>> begin Dataset records

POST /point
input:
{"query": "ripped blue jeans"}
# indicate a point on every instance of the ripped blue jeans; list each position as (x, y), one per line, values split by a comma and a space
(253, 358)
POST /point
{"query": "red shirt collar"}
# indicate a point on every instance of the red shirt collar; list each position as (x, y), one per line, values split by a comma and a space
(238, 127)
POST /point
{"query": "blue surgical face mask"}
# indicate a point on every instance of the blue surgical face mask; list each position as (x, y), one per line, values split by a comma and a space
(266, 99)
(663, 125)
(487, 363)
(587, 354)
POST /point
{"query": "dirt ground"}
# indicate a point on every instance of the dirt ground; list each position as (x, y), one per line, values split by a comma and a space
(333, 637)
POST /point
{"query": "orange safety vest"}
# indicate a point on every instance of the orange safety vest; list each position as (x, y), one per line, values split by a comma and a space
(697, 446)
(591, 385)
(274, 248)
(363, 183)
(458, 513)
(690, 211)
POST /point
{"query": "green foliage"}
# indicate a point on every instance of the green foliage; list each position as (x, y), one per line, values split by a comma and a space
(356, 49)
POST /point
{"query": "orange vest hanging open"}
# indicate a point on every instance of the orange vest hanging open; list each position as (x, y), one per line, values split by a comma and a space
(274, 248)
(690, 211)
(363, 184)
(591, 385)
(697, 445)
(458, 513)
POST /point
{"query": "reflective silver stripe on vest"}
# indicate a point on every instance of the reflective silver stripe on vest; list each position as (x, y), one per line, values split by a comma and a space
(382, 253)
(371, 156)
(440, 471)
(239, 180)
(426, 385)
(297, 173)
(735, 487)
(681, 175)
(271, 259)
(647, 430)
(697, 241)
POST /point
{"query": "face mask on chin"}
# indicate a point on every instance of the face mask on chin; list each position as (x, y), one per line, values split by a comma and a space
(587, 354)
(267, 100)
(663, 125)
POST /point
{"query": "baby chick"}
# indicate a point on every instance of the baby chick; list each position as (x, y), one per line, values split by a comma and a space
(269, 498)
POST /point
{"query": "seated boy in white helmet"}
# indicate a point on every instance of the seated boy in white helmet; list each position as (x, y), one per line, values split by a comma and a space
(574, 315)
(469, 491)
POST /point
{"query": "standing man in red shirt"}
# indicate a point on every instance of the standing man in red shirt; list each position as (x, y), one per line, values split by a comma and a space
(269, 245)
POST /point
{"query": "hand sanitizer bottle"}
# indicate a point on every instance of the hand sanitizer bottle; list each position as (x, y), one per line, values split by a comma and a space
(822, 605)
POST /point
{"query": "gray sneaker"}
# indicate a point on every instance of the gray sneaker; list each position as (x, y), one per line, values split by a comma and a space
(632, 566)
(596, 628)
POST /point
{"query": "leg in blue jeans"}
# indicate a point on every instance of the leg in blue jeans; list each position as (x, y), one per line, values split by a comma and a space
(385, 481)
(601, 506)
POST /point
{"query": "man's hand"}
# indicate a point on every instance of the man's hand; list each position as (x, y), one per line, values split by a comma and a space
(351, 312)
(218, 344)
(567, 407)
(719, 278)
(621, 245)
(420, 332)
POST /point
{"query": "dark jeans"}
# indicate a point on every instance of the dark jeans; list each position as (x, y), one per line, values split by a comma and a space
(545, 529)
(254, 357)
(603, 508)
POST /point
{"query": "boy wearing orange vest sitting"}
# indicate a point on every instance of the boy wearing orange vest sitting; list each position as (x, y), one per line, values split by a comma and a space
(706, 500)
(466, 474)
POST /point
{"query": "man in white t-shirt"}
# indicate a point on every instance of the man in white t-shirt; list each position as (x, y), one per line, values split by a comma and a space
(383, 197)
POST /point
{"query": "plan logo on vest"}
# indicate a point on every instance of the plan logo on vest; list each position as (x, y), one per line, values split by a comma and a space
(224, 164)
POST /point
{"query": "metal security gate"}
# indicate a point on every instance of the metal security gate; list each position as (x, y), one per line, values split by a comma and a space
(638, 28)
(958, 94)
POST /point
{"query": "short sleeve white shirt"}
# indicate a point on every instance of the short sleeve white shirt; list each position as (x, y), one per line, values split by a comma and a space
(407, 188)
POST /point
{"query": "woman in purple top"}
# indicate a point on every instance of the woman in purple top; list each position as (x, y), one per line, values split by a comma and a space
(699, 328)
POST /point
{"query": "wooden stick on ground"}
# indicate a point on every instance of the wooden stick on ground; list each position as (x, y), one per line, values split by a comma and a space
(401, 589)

>> end Dataset records

* _Task to complete_
Your task is to print all of the records exactly.

* _Solution to the exercise_
POST /point
input:
{"query": "ripped blue jeans"}
# indicate a point on every instance of the ripped blue jeans; list each position as (x, y), one per line, values split by a comma and a space
(253, 358)
POST /point
{"query": "red shirt collar"}
# indicate a point on every instance of the red shirt collar; list each position as (x, y), one per line, values split by a comma and a space
(238, 127)
POST /point
{"query": "blue surgical face mask"}
# indicate a point on every instance of the blue surgical face mask; list each position as (x, y), one per line, values split by a comma and a space
(266, 99)
(663, 125)
(487, 363)
(587, 354)
POST /point
{"query": "dirt ground"}
# indicate a point on every instance of the dirt ground; list each position as (x, y), one per line, values split by a comma and a space
(333, 637)
POST /point
{"query": "orange safety vest"}
# indicate a point on every instance of the orange safety vest; list each position as (x, y), one per line, values split by a comma and a space
(697, 446)
(591, 385)
(274, 248)
(363, 183)
(458, 513)
(690, 211)
POST /point
{"query": "green foliage"}
# indicate a point on every instance of the green foliage; list each position as (x, y), one per line, values split by a comma and a space
(356, 49)
POST /point
{"query": "orange vest hanging open"}
# indicate a point on every instance of the orange vest hanging open; list each position as (x, y), one per line, values split by a comma and a space
(274, 248)
(690, 211)
(363, 184)
(591, 385)
(697, 445)
(458, 513)
POST /point
{"query": "reflective silver stripe on vest"}
# indicate a point on every instance of the reflective silver stripe on vest; list each position as (x, y), one per line, values split by a comma and a space
(382, 253)
(371, 156)
(440, 471)
(239, 180)
(426, 385)
(297, 173)
(735, 487)
(681, 175)
(271, 259)
(647, 430)
(697, 241)
POST /point
{"query": "face mask on chin"}
# indicate a point on every instance of the face mask on chin; list each position as (x, y), one per line, values split by a comma and a space
(587, 354)
(267, 100)
(663, 125)
POST /point
{"query": "baby chick"}
# indicate a point on every instance of the baby chick; list each position as (x, y), one per line, values split by a comma and a space
(269, 498)
POST /point
{"query": "seated boy in white helmet"}
# indicate a point on every instance of the seated boy in white helmet; list each position as (x, y), one per line, values split by a comma and a space
(574, 315)
(469, 491)
POST /point
{"query": "standing man in red shirt"}
# indicate a point on every instance of the standing man in red shirt; list each position as (x, y), one per line, values split by a comma and a space
(269, 245)
POST /point
{"query": "hand sanitizer bottle"}
# indicate a point on every instance of the hand sanitizer bottle; list each position as (x, y), one per line, values split by a comma and a space
(822, 605)
POST /point
{"query": "gray sneaker"}
# indicate a point on every instance of the gray sneaker; list each position as (x, y), one per line, values split by a comma and a space
(632, 566)
(596, 628)
POST /point
{"query": "leg in blue jeans"}
# indicate a point on every instance of the leg in blue jeans; list each position as (x, y), one per line, values split by a comma and a space
(385, 481)
(601, 506)
POST /point
{"query": "man's hand"}
# indicate a point on every instance of the man's hand; list each position as (x, y), one per line, values split by a comma and a space
(351, 312)
(218, 344)
(567, 407)
(719, 278)
(621, 245)
(420, 332)
POST /point
{"query": "dark jeans"}
# indicate a point on every instance of the dark jeans; list each position as (x, y), one per line, values split by a comma and a space
(545, 529)
(254, 357)
(603, 508)
POST /point
{"query": "boy wearing orange vest sitting"}
# indicate a point on every instance of the boy wearing orange vest sitting; list each position as (x, y), one per line, values split by a comma and a space
(706, 500)
(466, 474)
POST /point
{"query": "man in white t-shirt"}
# indicate a point on every instance of the man in white t-shirt; list each position as (x, y), one per line, values split by a comma and a space
(383, 197)
POST /point
{"query": "plan logo on vest"}
# indicate a point on every instance of the plan logo on vest; list each position as (x, y), one per line, values split by a comma and a space
(224, 164)
POST /point
{"query": "metal security gate"}
# indicate a point on every instance of the metal security gate; list each position as (x, y), one per line, values split by a comma and a space
(638, 28)
(958, 94)
POST /point
{"query": "short sleeve white shirt"}
# indicate a point on every instance of the short sleeve white shirt; list each position as (x, y), one per line, values split by a comma and a space
(407, 188)
POST /point
{"query": "woman in purple top"}
# indicate a point on every instance of the woman in purple top; list each position as (x, y), one per line, values split by a comma and a space
(699, 328)
POST /point
{"query": "wooden stick on ground"}
# indicate a point on every instance of the wooden stick on ground; list each position as (x, y), one per line, values split by a comma and a space
(401, 589)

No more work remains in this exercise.